• **Exercise details**
For each line of the data below, copy it if it holds the word "Practice".
════════════════
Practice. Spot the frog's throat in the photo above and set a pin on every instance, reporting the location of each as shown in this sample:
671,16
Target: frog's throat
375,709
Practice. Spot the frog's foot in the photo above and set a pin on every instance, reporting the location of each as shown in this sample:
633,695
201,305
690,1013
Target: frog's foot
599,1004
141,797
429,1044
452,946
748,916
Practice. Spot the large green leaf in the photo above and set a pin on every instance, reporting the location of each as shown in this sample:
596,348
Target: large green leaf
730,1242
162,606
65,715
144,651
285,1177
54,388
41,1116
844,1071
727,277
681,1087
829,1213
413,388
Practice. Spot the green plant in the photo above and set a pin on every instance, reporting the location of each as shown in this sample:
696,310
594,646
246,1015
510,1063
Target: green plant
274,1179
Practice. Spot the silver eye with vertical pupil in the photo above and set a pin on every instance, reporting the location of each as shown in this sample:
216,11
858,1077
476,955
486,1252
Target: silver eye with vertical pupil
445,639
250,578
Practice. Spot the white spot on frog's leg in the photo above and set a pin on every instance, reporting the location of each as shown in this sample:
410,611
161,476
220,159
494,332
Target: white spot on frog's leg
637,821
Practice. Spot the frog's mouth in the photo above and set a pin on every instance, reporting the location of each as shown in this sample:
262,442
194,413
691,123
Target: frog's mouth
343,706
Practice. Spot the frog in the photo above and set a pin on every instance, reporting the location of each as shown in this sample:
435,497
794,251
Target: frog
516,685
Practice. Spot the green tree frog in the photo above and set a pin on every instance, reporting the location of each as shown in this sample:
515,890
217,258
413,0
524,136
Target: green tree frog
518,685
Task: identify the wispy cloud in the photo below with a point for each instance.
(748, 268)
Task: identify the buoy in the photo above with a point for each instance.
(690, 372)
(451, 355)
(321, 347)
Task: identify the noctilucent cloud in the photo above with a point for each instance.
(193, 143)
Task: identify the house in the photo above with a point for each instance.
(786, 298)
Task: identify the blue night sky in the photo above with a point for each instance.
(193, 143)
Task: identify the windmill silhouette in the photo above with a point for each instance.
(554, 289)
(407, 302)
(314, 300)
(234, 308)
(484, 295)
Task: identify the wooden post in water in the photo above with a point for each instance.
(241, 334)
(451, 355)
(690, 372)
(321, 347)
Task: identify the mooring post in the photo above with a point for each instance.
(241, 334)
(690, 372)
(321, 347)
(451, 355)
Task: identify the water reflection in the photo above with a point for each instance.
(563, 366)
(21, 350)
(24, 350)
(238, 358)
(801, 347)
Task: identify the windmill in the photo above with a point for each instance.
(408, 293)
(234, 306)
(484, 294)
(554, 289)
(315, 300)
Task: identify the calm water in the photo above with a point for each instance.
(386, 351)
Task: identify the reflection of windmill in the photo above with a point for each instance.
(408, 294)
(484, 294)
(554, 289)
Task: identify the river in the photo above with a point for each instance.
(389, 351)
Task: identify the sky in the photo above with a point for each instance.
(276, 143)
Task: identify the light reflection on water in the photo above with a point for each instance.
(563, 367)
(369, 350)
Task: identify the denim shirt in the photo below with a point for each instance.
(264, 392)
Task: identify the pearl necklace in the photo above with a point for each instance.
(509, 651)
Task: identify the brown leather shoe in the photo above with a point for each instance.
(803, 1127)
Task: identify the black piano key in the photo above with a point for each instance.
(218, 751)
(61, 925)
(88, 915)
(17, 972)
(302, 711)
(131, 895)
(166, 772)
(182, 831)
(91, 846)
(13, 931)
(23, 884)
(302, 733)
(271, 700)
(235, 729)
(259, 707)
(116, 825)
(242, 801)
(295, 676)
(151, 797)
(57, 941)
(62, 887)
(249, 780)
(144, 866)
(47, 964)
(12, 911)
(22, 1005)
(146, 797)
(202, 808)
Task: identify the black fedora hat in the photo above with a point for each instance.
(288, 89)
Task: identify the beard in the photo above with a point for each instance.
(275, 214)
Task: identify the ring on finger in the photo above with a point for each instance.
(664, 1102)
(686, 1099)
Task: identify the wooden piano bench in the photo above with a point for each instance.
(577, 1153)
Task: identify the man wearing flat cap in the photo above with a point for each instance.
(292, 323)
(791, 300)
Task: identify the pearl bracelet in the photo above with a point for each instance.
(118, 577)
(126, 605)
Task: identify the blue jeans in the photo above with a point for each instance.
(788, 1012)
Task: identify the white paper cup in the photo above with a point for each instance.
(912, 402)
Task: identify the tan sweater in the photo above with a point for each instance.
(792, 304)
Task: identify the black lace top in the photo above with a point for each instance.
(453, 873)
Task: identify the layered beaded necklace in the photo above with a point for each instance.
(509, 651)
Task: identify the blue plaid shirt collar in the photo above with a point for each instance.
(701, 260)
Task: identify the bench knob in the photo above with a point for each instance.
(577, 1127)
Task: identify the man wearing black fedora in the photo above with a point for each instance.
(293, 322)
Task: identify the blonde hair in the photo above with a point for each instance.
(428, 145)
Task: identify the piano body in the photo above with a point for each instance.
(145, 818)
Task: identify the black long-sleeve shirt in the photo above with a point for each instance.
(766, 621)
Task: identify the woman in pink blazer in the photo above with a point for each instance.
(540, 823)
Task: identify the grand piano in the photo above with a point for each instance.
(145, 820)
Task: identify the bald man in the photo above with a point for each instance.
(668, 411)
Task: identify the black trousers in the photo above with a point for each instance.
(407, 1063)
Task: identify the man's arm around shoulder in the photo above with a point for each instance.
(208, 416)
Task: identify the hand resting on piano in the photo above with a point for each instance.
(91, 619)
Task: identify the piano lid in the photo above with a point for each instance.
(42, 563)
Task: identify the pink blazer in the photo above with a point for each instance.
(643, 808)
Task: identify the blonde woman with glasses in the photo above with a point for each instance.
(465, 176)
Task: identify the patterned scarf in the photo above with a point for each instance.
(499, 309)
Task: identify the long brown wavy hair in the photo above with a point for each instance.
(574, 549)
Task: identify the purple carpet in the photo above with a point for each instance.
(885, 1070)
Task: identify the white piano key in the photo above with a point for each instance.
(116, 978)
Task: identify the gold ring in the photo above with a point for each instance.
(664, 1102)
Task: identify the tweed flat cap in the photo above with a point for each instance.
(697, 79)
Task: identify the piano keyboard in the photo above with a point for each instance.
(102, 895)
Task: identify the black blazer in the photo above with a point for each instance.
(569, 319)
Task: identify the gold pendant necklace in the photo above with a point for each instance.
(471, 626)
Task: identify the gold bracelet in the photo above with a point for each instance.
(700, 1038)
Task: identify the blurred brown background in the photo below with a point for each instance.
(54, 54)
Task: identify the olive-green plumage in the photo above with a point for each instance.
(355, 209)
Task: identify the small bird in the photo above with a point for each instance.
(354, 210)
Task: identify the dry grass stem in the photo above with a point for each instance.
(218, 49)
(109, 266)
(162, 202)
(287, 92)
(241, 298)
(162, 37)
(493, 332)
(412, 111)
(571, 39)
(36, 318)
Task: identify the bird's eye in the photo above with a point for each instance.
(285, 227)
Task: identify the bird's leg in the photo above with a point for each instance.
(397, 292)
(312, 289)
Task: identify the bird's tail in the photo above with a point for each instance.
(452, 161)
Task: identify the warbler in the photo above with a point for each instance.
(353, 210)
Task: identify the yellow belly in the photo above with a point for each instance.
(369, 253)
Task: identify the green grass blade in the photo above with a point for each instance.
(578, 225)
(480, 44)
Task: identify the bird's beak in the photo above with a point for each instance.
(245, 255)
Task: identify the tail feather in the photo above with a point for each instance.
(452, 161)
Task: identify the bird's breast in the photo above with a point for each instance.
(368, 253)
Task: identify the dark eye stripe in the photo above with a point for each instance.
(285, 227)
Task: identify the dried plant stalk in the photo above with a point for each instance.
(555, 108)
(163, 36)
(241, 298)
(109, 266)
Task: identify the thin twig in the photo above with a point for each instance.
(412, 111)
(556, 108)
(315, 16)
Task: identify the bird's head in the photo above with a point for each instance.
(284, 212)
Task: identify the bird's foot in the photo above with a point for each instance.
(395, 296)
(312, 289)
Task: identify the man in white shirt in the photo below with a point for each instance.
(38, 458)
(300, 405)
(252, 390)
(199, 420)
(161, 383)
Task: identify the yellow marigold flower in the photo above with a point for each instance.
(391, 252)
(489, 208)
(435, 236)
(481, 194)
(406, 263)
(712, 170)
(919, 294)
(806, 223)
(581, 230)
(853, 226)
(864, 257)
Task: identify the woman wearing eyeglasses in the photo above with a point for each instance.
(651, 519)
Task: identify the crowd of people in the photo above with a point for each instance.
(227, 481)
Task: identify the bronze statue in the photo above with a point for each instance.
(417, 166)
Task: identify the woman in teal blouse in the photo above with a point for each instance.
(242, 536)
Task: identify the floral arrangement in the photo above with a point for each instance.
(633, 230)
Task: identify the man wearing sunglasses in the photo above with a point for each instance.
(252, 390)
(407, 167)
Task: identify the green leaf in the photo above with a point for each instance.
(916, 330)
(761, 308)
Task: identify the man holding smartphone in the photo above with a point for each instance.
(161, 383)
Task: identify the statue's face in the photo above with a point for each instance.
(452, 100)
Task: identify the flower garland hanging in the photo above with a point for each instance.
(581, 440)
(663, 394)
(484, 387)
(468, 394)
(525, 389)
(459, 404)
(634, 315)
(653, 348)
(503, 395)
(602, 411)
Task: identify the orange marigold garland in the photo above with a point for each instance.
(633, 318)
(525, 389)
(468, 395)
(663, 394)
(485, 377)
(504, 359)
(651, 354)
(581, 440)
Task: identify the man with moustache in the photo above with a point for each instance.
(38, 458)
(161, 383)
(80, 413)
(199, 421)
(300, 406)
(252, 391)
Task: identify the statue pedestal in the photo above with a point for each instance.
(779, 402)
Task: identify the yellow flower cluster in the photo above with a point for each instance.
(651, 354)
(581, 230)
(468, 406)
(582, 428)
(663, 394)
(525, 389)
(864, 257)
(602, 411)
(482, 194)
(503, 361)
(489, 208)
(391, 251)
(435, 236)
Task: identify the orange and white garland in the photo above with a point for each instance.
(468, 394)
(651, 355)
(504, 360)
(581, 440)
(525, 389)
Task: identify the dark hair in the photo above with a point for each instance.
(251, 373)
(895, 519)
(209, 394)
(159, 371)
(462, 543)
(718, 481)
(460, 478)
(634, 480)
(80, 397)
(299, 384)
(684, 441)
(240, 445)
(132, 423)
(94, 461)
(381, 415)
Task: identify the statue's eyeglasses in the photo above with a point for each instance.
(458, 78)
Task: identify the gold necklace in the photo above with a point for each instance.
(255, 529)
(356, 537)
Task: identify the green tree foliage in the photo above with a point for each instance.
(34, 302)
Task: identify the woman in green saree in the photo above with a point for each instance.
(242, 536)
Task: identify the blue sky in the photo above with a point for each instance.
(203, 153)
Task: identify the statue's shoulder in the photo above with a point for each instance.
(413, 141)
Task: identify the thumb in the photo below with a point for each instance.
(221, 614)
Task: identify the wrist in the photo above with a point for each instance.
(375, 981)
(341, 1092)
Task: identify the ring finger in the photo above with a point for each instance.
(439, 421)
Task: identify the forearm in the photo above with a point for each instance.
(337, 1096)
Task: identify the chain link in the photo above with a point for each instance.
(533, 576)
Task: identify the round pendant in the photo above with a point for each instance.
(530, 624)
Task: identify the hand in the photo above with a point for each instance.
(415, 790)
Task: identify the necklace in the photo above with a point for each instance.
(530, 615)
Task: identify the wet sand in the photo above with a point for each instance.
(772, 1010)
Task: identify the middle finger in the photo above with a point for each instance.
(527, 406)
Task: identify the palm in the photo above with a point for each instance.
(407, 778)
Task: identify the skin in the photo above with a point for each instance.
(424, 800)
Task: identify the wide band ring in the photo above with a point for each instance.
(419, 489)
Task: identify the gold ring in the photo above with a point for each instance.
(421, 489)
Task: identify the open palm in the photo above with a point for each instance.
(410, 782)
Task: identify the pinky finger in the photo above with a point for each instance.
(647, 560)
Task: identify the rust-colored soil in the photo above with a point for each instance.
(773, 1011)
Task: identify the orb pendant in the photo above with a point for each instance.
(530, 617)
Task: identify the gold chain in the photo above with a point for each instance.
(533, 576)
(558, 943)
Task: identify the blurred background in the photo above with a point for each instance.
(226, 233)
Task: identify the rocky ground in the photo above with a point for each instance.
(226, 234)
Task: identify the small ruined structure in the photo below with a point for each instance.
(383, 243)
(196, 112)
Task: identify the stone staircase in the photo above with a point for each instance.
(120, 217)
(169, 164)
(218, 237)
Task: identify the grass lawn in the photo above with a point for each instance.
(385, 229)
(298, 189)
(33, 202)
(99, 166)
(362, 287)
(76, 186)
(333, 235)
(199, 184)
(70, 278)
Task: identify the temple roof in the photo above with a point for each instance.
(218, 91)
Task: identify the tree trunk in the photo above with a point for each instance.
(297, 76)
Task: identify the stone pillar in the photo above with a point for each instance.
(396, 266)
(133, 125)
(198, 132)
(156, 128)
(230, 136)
════════════════
• **Reply to the exercise**
Practice. Spot the frog's throat in the photo above and set a pin on every instance, reporting the location of each as shown in this sample:
Practice. Spot the frog's foot in the photo above and set a pin on every instance, reporting the location of each as shown in this sample:
Practice. Spot the large green leaf in the photo above and set a pin on every instance, reporting the location of each as shown in this sample:
Practice. Spot the green plant in the photo above and set a pin on every instance, reporting the location of each as shown in this sample:
Practice. Spot the silver eye with vertical pupil in the photo above and set a pin on every instance, reporting the location of each as shown in this sample:
Practice. Spot the white spot on frog's leg in the photo above and set a pin on every instance, reporting the location of each as shown in this sample:
Practice. Spot the frog's mouth in the photo above and set a pin on every instance, reporting the location of each as shown in this sample:
Practice. Spot the frog in the photo above and set a pin on every instance, reporting the location of each as shown in this sample:
Practice. Spot the green tree frog in the photo above and set a pin on every instance, reporting the location of each as shown in this sample:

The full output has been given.